Kelig, 23 ans, en recherche d’emploi, Rennes
«A la fin de ma troisième année de licence, j’ai dû me réorienter. Quitter la psycho pour tenter ma chance dans une licence professionnelle spécialisée dans l’accompagnement des personnes autistes. Bingo : profs compréhensifs, contenu des cours que je connaissais déjà sur le bout des doigts et un stage très intéressant. A la fin de cette année, j’ai décroché mon diplôme et un CDD d’un an.
«Je faisais officiellement partie de l’équipe des “bons handicapés”, qui bossent, sont utiles à la société. Mieux même, qui ont réussi à faire de leur handicap une force. Le tableau tout rose s’est petit à petit dégradé : épuisement dû à mon temps de transport, soucis avec des collègues validistes, début d’endométriose causant des douleurs énormes, changement de direction à deux reprises ! Tout ça a déclenché des crises, des replis sur moi-même où j’étais incapable de parler et de comprendre ce qu’on me disait ou encore des moments d’explosion avec beaucoup de cris.
«Et qui dit crise dit médecine du travail qui a posé son verdict : “Incapacité temporaire tant que l’autisme n’est pas soigné.” Souci : l’autisme ne se soigne pas. Si je devais attendre qu’il disparaisse pour reprendre mon poste, j’attendrais encore à ma mort. Mais le Covid a pris le relais, j’ai été confinée, puis en télétravail, et mon contrat s’est terminé.
«J’étais alors convaincue que ce n’était qu’une petite erreur, que j’étais tombée dans une mauvaise structure, et je me suis donc attelée joyeusement à ma recherche d’emploi. Mais je me suis retrouvée en décembre 2020 dans une drôle de panade : aucun retour des employeurs et un diagnostic de spondylarthrite ankylosante qui, à terme, m’empêchera de travailler dans un domaine demandant de rester beaucoup debout. Or, dans le métier d’éducateur spécialisé, on est souvent debout. Sans compter lorsqu’on doit se pencher, porter les enfants, parfois même faire du sport.
«J’étais donc dans une impasse. Si je demandais l’allocation aux adultes handicapés, je devrais vivre avec 900 euros par mois… Mais uniquement jusqu’à ce que mon compagnon trouve un emploi, car une fois cela fait on me l’aurait supprimée. Je pouvais également poursuivre ma recherche d’emploi, ce que je fais toujours ! Tout en sachant que ça ne déboucherait pas sur un emploi accessible pour mes handicaps.

_DONNÉES FOURNIES:_

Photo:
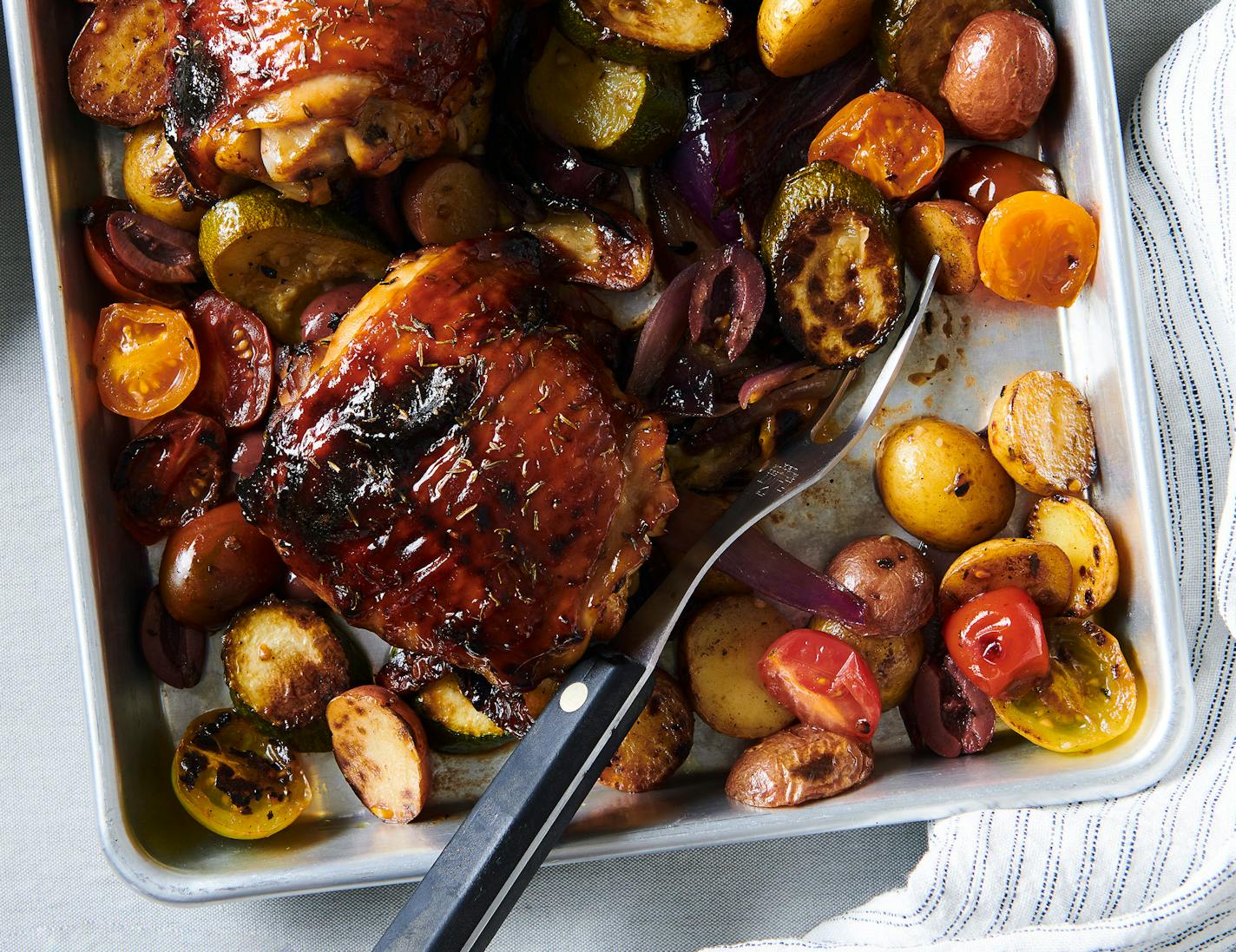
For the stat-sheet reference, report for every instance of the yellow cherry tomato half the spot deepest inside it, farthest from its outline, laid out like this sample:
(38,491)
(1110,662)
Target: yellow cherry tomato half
(146,360)
(1037,247)
(1087,700)
(235,780)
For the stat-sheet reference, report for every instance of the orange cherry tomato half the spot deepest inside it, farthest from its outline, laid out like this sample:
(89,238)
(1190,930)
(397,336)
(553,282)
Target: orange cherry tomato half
(146,358)
(997,640)
(886,137)
(824,681)
(1038,247)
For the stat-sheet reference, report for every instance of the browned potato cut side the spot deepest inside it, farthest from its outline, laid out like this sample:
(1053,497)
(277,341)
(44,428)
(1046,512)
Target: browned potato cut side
(720,652)
(941,483)
(801,36)
(950,229)
(381,748)
(1041,431)
(656,743)
(796,767)
(1085,539)
(1038,568)
(117,67)
(892,579)
(892,660)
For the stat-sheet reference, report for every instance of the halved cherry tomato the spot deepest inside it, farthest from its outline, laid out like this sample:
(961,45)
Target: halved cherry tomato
(146,358)
(169,474)
(115,276)
(886,137)
(236,782)
(825,681)
(238,361)
(1089,699)
(985,176)
(996,640)
(1038,247)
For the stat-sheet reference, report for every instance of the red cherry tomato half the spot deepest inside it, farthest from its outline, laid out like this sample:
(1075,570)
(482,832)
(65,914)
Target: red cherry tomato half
(238,361)
(110,270)
(169,475)
(825,681)
(997,640)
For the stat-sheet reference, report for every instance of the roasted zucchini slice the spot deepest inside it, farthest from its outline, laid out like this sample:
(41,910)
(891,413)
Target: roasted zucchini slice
(452,725)
(831,245)
(274,255)
(914,38)
(283,663)
(646,31)
(628,114)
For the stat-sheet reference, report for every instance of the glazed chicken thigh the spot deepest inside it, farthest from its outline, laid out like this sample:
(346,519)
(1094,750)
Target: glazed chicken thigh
(292,93)
(461,475)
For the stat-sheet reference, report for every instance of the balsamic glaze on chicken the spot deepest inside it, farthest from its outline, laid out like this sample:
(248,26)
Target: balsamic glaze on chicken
(463,475)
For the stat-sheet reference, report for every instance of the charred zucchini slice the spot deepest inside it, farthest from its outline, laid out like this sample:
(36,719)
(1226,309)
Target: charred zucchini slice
(452,725)
(628,114)
(644,31)
(914,38)
(283,663)
(274,255)
(831,244)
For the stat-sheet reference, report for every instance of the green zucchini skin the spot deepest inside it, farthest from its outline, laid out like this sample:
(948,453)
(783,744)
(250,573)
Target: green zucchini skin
(914,38)
(836,324)
(298,698)
(444,710)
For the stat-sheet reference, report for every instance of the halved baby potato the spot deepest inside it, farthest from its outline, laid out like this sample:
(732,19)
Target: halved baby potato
(720,653)
(1084,537)
(379,745)
(656,743)
(117,67)
(1042,434)
(1041,569)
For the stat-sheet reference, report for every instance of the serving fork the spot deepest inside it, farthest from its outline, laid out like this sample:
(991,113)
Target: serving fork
(484,867)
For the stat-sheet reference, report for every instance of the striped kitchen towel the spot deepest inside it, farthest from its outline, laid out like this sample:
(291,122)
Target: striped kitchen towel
(1156,870)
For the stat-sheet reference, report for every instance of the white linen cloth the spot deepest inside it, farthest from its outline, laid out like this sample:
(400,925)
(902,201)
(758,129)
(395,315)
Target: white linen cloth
(1156,870)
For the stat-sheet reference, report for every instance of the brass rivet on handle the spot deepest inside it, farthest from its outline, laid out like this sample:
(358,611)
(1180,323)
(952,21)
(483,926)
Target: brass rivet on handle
(574,696)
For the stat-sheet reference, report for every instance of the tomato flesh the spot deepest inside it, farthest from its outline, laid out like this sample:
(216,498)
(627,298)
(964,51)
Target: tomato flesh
(236,782)
(1089,699)
(169,474)
(824,681)
(146,358)
(985,176)
(997,640)
(886,137)
(1038,247)
(110,270)
(238,361)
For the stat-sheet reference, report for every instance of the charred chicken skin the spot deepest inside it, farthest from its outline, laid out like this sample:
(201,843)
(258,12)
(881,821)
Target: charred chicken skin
(461,474)
(299,93)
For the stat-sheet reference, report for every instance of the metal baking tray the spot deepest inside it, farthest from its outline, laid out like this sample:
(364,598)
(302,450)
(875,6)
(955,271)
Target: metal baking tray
(974,346)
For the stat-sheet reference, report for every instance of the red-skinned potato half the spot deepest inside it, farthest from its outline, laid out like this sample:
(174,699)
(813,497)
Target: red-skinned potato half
(824,681)
(997,640)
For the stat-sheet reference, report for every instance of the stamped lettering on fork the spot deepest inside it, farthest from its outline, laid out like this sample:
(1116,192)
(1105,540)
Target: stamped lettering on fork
(776,479)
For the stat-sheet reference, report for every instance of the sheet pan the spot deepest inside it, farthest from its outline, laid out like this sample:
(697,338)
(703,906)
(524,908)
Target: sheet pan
(973,348)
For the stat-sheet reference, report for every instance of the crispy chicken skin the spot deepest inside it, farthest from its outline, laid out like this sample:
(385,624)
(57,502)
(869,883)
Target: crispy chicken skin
(463,475)
(296,93)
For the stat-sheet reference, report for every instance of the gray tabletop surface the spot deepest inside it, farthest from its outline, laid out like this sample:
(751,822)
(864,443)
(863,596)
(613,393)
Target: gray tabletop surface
(58,891)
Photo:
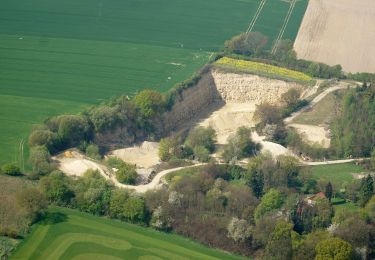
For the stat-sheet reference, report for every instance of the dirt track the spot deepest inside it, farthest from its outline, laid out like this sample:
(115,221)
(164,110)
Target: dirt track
(339,32)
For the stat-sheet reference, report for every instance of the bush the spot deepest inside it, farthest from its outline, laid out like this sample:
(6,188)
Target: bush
(201,154)
(43,138)
(169,148)
(126,173)
(11,169)
(201,136)
(72,129)
(92,151)
(40,160)
(240,145)
(150,103)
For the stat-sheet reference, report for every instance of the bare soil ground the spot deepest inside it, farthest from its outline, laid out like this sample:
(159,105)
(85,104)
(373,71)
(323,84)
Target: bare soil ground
(228,118)
(314,134)
(339,32)
(144,155)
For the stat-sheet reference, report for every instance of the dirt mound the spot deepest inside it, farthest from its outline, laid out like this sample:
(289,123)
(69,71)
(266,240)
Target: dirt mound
(144,155)
(227,119)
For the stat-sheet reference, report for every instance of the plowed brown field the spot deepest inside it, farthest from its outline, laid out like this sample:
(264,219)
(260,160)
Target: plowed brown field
(339,32)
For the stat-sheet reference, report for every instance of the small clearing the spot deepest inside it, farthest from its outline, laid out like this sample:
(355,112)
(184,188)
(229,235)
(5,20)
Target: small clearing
(339,32)
(314,134)
(228,118)
(75,164)
(144,155)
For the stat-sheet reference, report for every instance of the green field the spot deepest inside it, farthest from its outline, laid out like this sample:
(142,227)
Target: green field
(60,56)
(337,174)
(70,234)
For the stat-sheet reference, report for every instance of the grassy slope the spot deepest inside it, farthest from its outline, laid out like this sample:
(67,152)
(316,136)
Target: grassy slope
(84,51)
(322,112)
(337,174)
(82,235)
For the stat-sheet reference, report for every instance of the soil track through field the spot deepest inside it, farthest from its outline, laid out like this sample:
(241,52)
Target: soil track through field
(283,28)
(255,17)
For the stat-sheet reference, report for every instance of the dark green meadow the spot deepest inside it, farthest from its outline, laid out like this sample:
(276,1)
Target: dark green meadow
(69,234)
(59,56)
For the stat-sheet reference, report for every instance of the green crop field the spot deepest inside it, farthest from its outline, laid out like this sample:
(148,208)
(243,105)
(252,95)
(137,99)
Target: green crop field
(69,234)
(337,174)
(60,56)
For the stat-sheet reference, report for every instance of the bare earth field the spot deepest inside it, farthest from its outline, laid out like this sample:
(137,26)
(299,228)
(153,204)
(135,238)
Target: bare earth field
(339,32)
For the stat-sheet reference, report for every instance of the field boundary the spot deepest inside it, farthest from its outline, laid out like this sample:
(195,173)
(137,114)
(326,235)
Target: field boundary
(283,27)
(256,16)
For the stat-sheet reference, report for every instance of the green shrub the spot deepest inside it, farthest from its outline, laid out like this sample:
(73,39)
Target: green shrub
(92,151)
(126,173)
(11,169)
(201,154)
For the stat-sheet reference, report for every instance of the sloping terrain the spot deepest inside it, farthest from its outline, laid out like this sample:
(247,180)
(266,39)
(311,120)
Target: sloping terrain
(58,56)
(339,32)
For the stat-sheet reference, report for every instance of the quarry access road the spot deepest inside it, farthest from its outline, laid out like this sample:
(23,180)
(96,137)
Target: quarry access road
(317,99)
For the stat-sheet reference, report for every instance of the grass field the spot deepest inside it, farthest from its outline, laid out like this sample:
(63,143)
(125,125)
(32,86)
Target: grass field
(59,56)
(337,174)
(69,234)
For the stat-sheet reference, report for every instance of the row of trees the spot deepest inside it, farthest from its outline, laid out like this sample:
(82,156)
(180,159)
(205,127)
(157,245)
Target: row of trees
(253,45)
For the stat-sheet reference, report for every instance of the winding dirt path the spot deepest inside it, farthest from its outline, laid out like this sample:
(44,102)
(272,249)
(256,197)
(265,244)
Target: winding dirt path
(317,99)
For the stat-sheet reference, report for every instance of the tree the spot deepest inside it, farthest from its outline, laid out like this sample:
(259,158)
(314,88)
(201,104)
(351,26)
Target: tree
(247,43)
(169,148)
(367,190)
(354,230)
(329,191)
(291,97)
(239,230)
(40,160)
(266,113)
(117,202)
(370,208)
(272,200)
(373,159)
(11,169)
(333,249)
(134,209)
(43,137)
(256,179)
(55,188)
(160,219)
(33,201)
(201,153)
(127,173)
(104,118)
(72,129)
(306,250)
(279,245)
(240,145)
(92,151)
(150,103)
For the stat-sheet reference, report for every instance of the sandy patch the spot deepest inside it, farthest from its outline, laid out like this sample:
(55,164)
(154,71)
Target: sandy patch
(269,147)
(339,32)
(228,118)
(144,155)
(314,134)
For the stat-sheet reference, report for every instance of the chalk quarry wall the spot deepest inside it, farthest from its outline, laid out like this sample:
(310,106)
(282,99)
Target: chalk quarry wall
(216,86)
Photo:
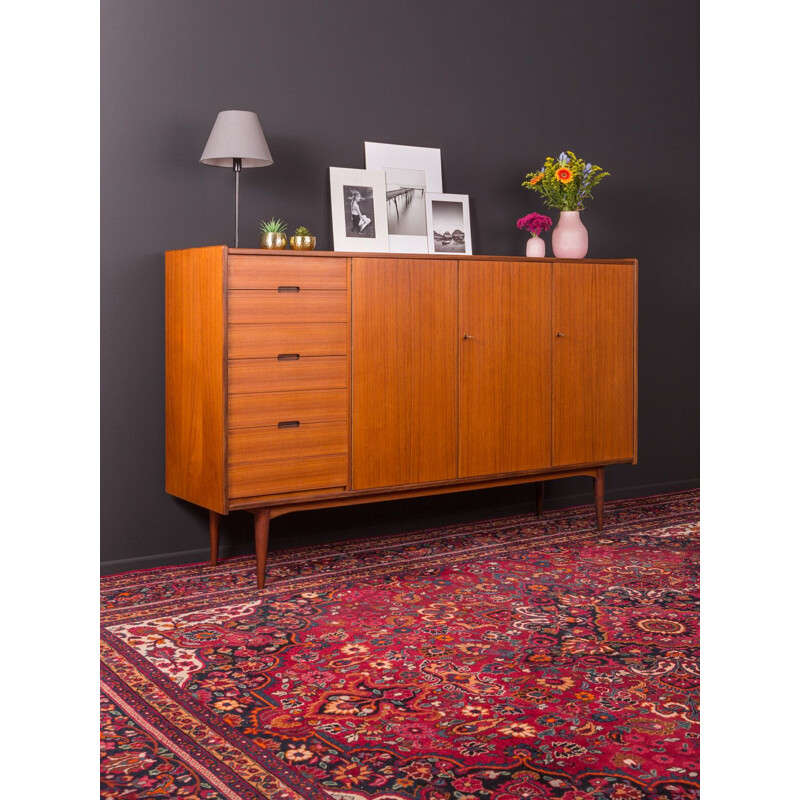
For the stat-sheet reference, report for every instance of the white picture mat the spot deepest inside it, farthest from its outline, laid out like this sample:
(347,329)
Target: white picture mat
(459,199)
(374,179)
(378,155)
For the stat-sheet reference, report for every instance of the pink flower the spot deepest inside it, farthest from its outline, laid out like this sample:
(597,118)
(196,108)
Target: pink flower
(535,223)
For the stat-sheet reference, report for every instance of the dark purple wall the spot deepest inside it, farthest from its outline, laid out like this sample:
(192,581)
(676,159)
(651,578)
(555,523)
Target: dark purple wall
(495,86)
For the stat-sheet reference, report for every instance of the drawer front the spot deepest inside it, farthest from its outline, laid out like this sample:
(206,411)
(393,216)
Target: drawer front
(261,410)
(257,305)
(270,272)
(288,475)
(247,445)
(270,341)
(274,375)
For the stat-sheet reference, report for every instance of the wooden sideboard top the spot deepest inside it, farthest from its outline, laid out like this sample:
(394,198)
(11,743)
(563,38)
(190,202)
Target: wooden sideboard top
(245,251)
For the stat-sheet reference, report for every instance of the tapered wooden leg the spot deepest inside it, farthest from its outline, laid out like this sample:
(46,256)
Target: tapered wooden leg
(599,494)
(262,538)
(213,528)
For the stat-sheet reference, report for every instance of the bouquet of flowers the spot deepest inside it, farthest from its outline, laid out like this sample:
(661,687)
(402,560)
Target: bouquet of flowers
(535,224)
(565,183)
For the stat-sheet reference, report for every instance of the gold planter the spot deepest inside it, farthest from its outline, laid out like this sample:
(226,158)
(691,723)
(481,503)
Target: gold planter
(303,242)
(273,241)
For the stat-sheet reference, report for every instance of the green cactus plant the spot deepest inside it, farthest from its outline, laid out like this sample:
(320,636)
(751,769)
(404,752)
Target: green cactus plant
(273,226)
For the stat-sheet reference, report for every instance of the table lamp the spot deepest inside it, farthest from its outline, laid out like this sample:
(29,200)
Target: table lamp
(236,141)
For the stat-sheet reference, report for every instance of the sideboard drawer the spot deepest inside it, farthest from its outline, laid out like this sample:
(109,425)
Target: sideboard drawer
(270,408)
(306,305)
(288,475)
(259,272)
(270,341)
(304,440)
(276,375)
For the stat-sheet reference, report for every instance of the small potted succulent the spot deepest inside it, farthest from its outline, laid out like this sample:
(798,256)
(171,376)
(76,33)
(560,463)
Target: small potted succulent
(302,239)
(273,234)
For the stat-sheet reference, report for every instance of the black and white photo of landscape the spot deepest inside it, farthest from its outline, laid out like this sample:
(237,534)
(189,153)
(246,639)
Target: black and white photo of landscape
(405,201)
(448,227)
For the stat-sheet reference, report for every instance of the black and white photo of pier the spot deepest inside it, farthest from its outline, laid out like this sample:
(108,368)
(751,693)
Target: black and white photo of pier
(405,201)
(448,227)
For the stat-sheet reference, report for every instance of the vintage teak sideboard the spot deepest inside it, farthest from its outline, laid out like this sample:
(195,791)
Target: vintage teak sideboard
(300,380)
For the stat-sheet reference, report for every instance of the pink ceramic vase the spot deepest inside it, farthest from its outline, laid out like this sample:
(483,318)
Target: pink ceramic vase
(535,247)
(570,237)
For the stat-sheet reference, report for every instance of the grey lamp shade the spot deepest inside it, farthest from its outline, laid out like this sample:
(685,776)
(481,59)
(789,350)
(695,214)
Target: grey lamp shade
(236,134)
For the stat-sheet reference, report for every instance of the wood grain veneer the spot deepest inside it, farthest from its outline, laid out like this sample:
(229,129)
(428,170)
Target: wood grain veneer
(270,408)
(310,380)
(405,374)
(274,443)
(265,305)
(195,324)
(593,387)
(273,375)
(286,475)
(270,341)
(505,367)
(270,272)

_CONSIGNE A:_ Selon le texte fourni, quel diagnostic Kelig a-t-elle reçu en décembre 2020 ?
_CONSIGNE B:_ En vous appuyant sur le texte fourni, expliquez en une à trois phrases pourquoi la spondylarthrite ankylosante compromet l'avenir de Kelig dans le métier d'éducateur spécialisé.
_CONSIGNE C:_ Rédigez la suite du témoignage de Kelig, en commençant après sa dernière phrase.

_RÉPONSE A:_ Une spondylarthrite ankylosante.

_RÉPONSE B:_ Cette maladie l'empêchera, à terme, de travailler dans un domaine où il faut rester beaucoup debout. Or un éducateur spécialisé est souvent debout et doit aussi se pencher, porter les enfants, parfois même faire du sport.

_RÉPONSE C:_
«Comme beaucoup de personnes handis, je me suis retrouvée coincée, et je le reste ! Entre une aide très basse, et dépendante des revenus de mon conjoint ou des métiers pour lesquels je suis qualifiée mais qui ne me sont pas accessibles. En gros : la peste ou le choléra.
«J’envisage donc à nouveau une réorientation. Devant cette roulette russe, les personnes handicapées doivent trouver des solutions. Pour meubler ma recherche d’emploi, j’ai recommencé à lire et à écrire, à suivre sur les réseaux des gens qui lisent, écrivent et même parfois bossent dans le milieu du livre. Tout ça m’a rappelé à quel point j’aimais ce milieu et à quel point ça serait chouette d’y travailler. Mais bon, reprendre les études, vraiment ?
«J’ai fait des recherches pour me persuader que c’était un plan foireux et, surprise ! Une licence pro d’un an, ouverte pour les gens en réorientation pro et dans ma ville ! Miracle aussi, les concours pour bosser en bibliothèque sont adaptés aux gens en situation de handicap !
«Un rêve qui devient réalité et une histoire qui se termine bien ? Pas vraiment. Je n’ai aucune information sur les démarches : que faire, quand, comment ? Pôle Emploi, la fac, même la mission locale, sont aux abonnés absents et je me retrouve à regarder mon petit projet en me disant que bon, quand même, il a de la gueule ce projet. Mais je ne sais pas quoi faire avec.»